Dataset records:
====
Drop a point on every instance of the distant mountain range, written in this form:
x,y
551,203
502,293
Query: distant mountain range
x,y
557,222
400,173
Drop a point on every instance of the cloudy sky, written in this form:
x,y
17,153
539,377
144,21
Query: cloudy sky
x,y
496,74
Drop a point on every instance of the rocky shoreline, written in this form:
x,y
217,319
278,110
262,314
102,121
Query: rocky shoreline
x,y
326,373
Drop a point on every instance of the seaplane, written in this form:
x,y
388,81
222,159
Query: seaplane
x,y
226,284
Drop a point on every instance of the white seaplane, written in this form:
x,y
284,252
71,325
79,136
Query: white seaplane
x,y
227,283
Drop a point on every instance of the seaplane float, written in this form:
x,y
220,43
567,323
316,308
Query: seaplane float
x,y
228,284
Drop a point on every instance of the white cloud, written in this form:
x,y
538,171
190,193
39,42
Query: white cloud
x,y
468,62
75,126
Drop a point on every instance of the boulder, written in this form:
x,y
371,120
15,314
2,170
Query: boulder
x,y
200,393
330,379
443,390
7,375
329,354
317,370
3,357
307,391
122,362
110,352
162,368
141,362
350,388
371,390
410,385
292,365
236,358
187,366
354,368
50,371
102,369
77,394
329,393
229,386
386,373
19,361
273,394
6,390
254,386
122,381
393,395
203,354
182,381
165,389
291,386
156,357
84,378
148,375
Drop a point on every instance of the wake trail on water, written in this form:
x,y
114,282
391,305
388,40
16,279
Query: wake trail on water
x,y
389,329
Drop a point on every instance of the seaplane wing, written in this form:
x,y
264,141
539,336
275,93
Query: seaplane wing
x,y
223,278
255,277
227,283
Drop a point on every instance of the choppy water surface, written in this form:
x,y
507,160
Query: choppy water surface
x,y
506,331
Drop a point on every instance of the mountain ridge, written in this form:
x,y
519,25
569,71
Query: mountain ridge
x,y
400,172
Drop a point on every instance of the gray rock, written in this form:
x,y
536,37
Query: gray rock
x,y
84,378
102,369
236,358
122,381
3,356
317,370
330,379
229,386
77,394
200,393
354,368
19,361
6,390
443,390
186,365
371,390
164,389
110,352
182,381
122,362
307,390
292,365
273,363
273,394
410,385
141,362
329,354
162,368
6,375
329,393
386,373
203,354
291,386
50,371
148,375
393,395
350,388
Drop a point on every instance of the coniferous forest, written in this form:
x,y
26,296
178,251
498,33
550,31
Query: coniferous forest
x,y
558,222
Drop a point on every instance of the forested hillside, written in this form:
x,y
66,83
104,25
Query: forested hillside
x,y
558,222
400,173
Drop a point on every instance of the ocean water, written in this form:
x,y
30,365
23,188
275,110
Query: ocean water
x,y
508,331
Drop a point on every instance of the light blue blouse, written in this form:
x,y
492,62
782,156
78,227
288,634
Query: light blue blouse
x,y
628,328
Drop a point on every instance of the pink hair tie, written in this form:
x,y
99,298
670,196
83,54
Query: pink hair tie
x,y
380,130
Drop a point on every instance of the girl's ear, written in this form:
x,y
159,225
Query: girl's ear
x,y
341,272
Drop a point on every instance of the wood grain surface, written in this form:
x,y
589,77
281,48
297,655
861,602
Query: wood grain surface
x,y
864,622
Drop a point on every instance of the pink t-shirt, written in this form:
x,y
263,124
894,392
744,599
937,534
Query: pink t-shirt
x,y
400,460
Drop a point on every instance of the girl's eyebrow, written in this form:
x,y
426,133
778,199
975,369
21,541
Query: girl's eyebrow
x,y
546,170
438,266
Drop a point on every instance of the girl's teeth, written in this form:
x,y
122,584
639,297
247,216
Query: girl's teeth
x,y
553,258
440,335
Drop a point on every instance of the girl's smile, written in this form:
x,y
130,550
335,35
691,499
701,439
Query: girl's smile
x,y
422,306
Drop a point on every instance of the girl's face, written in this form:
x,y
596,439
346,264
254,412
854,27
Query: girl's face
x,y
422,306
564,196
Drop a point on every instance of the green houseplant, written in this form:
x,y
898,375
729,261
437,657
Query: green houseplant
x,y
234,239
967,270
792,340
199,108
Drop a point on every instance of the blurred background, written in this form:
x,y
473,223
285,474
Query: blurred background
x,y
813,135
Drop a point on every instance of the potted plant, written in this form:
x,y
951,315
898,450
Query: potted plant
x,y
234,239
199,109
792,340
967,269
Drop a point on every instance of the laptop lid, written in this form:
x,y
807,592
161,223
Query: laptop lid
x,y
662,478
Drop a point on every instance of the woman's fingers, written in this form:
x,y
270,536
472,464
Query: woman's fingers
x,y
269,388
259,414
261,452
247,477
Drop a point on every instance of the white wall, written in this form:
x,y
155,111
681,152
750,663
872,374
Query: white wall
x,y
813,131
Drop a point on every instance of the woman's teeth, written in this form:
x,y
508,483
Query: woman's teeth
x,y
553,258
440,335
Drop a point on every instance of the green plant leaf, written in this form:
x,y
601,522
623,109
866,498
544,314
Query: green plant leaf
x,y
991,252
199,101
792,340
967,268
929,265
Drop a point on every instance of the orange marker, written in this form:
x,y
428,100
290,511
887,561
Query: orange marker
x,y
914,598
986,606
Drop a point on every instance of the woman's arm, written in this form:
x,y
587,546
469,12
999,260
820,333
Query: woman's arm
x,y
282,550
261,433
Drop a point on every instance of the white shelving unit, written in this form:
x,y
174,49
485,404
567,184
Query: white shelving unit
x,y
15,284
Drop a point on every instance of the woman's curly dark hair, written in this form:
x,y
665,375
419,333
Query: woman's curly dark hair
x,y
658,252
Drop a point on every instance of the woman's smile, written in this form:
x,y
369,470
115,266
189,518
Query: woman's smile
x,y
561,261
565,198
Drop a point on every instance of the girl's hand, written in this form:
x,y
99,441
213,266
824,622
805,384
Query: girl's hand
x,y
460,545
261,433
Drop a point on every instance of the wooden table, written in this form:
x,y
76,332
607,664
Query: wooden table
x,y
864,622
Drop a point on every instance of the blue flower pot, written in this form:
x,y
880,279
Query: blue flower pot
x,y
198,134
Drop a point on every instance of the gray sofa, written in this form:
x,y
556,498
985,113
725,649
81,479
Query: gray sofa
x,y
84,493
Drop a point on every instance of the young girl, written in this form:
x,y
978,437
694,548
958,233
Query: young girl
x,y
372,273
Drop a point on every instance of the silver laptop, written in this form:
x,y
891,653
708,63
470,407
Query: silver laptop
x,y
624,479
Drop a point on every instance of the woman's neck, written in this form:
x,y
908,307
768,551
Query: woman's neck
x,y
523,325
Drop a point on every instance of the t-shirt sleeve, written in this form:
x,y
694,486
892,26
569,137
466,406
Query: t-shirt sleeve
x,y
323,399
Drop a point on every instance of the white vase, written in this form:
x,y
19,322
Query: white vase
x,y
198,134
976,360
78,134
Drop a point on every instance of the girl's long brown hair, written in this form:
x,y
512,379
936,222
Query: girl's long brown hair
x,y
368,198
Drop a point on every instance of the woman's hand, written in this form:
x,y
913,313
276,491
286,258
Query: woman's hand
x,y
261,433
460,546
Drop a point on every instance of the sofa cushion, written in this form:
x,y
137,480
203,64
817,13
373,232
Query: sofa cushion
====
• **Exercise**
Reproduce all of the data above line for line, without changing anything.

• **Task answer**
Drop a point on every instance of the distant mountain range, written in this form:
x,y
551,203
502,293
Query: distant mountain range
x,y
557,222
400,173
Drop a point on every instance of the cloudy sky, written in this form:
x,y
17,153
539,377
144,21
Query: cloudy sky
x,y
496,74
Drop a point on every instance of the rocky shoreline, written in this form:
x,y
217,319
278,110
262,314
102,121
Query: rocky shoreline
x,y
326,373
Drop a point on every instance of the seaplane, written in this form:
x,y
388,81
222,159
Query: seaplane
x,y
226,284
Drop a point on every instance of the white seaplane, written in this form:
x,y
284,252
71,325
79,136
Query: white seaplane
x,y
227,283
Drop a point on every instance of the seaplane float, written in this form:
x,y
220,43
567,323
316,308
Query: seaplane float
x,y
228,284
Drop a point on every instance of the white cloud, written in this form:
x,y
538,171
190,193
39,42
Query: white cloud
x,y
468,62
75,126
Drop a point on every instance of the boulder, written in this form:
x,y
371,120
15,314
2,170
Query: boulder
x,y
200,393
330,379
443,390
7,375
329,354
317,370
3,357
307,391
122,362
110,352
162,368
141,362
350,388
371,390
410,385
292,365
236,358
187,366
354,368
50,371
102,369
77,394
329,393
229,386
386,373
19,361
273,394
6,390
254,386
122,381
393,395
203,354
182,381
165,389
291,386
156,357
84,378
148,375
Drop a point on every instance of the wake trail on water, written in this form:
x,y
114,282
391,305
388,40
16,279
Query: wake trail on water
x,y
389,329
Drop a point on every instance of the seaplane wing, written in this form:
x,y
264,141
539,336
275,93
Query: seaplane wing
x,y
223,278
255,277
227,283
Drop a point on every instance of the choppy water surface, written in this form:
x,y
507,160
Query: choppy water surface
x,y
506,331
Drop a point on every instance of the mountain ridge, written in this form:
x,y
519,25
569,71
Query: mountain ridge
x,y
400,172
Drop a point on every instance of the gray rock, written in this form:
x,y
536,37
Query: gray rock
x,y
84,378
102,369
236,358
122,381
3,356
317,370
330,379
229,386
77,394
200,393
354,368
19,361
6,390
443,390
186,365
371,390
164,389
110,352
182,381
122,362
307,390
292,365
273,363
273,394
410,385
141,362
329,354
162,368
6,375
329,393
386,373
203,354
291,386
50,371
148,375
393,395
350,388
Drop a point on every instance of the coniferous forest, written in this form:
x,y
26,296
178,251
498,33
550,31
Query: coniferous forest
x,y
558,222
Drop a point on every instance of the forested hillside, written in this form:
x,y
66,83
104,25
Query: forested hillside
x,y
558,222
400,173
Drop a point on every instance of the ocean water, written in this form:
x,y
30,365
23,188
275,110
Query: ocean water
x,y
508,331
Drop a point on every instance of the light blue blouse, written in this form:
x,y
492,62
782,156
78,227
288,634
Query: light blue blouse
x,y
628,328
Drop a point on every instance of the pink hair tie, written in this form:
x,y
99,298
670,196
83,54
Query: pink hair tie
x,y
380,130
Drop a point on every instance of the girl's ear, written in this form:
x,y
159,225
Query: girl's ear
x,y
341,272
Drop a point on every instance of the wood grain surface, written in this form:
x,y
589,77
281,48
297,655
861,602
Query: wood grain surface
x,y
864,622
Drop a point on every instance of the pink t-shirt, written in this form:
x,y
263,124
894,392
744,599
937,534
Query: pink t-shirt
x,y
400,460
Drop a point on every instance of the girl's eyebrow, written in this form:
x,y
426,133
778,199
975,369
21,541
Query: girl's eyebrow
x,y
546,170
438,266
Drop a point on every instance of the girl's teeth, written in this form:
x,y
122,584
639,297
247,216
Query: girl's teeth
x,y
553,258
440,335
Drop a point on every instance of the girl's smile, written in this form:
x,y
130,550
335,35
691,499
701,439
Query: girl's smile
x,y
422,306
Drop a point on every instance of the girl's face, written in this form:
x,y
596,439
346,264
254,412
854,27
Query: girl's face
x,y
422,306
564,196
Drop a point on every instance of the green houseplant, written in this form:
x,y
898,375
729,261
437,657
Query: green houseplant
x,y
234,239
967,270
792,340
199,108
Drop a point on every instance of the blurred background, written in this form:
x,y
473,223
285,474
Query: blurred background
x,y
813,135
Drop a point on every instance of the potted plant, written in this form:
x,y
951,315
898,450
Query: potted plant
x,y
234,239
199,109
792,340
967,269
Drop a point on every instance of the laptop lid, written in this form:
x,y
807,592
161,223
Query: laptop lid
x,y
662,478
Drop a point on every instance of the woman's fingers, written in this form:
x,y
270,536
472,464
Query: woman's fingers
x,y
269,388
259,414
261,452
247,477
Drop a point on every instance of the white wall, written in this form:
x,y
155,111
681,152
750,663
872,374
Query: white wall
x,y
813,131
Drop a point on every instance of the woman's teeth, written in this form:
x,y
508,483
Query: woman's teeth
x,y
553,258
440,335
Drop a point on every instance of the green plant leaf, written in this form:
x,y
601,522
623,109
866,498
544,314
Query: green plant leaf
x,y
991,252
199,101
792,340
967,268
929,265
Drop a point on every instance of the orange marker, written in this form:
x,y
428,100
290,511
887,561
Query: orange marker
x,y
914,598
986,606
Drop a point on every instance of the woman's arm, written in this form:
x,y
587,546
469,12
999,260
820,333
Query: woman's arm
x,y
282,550
261,433
Drop a point on every instance of the white shelving unit, written in this form:
x,y
174,49
485,404
567,184
Query: white shelving unit
x,y
15,284
Drop a point on every instance of the woman's curly dark hair, written in this form:
x,y
665,375
419,333
Query: woman's curly dark hair
x,y
658,252
Drop a point on every instance of the woman's smile, written in this form:
x,y
369,470
115,266
189,518
Query: woman's smile
x,y
561,261
565,198
Drop a point on every instance of the girl's hand, written in this form:
x,y
99,441
213,266
824,622
805,384
Query: girl's hand
x,y
460,545
261,433
Drop a point on every instance of the wooden table, written in this form:
x,y
76,332
607,664
Query: wooden table
x,y
864,622
Drop a point on every instance of the blue flower pot, written in this form:
x,y
880,279
Query: blue flower pot
x,y
198,134
Drop a point on every instance of the gray sofa, written in this form:
x,y
556,498
985,113
725,649
81,479
Query: gray sofa
x,y
84,493
Drop a point on every instance of the young girl, written in this form:
x,y
978,437
694,548
958,233
Query: young girl
x,y
372,273
Drop a point on every instance of the silver laptop, written in this form:
x,y
891,653
708,63
470,407
Query: silver laptop
x,y
624,479
Drop a point on every instance of the woman's neck, written in this form:
x,y
908,307
768,551
Query: woman's neck
x,y
523,325
Drop a point on every instance of the t-shirt sleeve, written in this form:
x,y
694,486
892,26
569,137
466,406
Query: t-shirt sleeve
x,y
323,399
Drop a point on every instance of the white vase, written in this form:
x,y
19,322
Query: white vase
x,y
198,134
976,360
78,134
Drop a point on every instance of the girl's long brown hair, written in this form:
x,y
512,379
936,222
Query: girl's long brown hair
x,y
368,198
Drop a point on every instance of the woman's hand, written in this form:
x,y
913,313
276,491
286,258
Query: woman's hand
x,y
261,433
460,546
Drop a point on every instance of the sofa cushion, written in this form:
x,y
137,480
203,64
817,13
373,232
Query: sofa cushion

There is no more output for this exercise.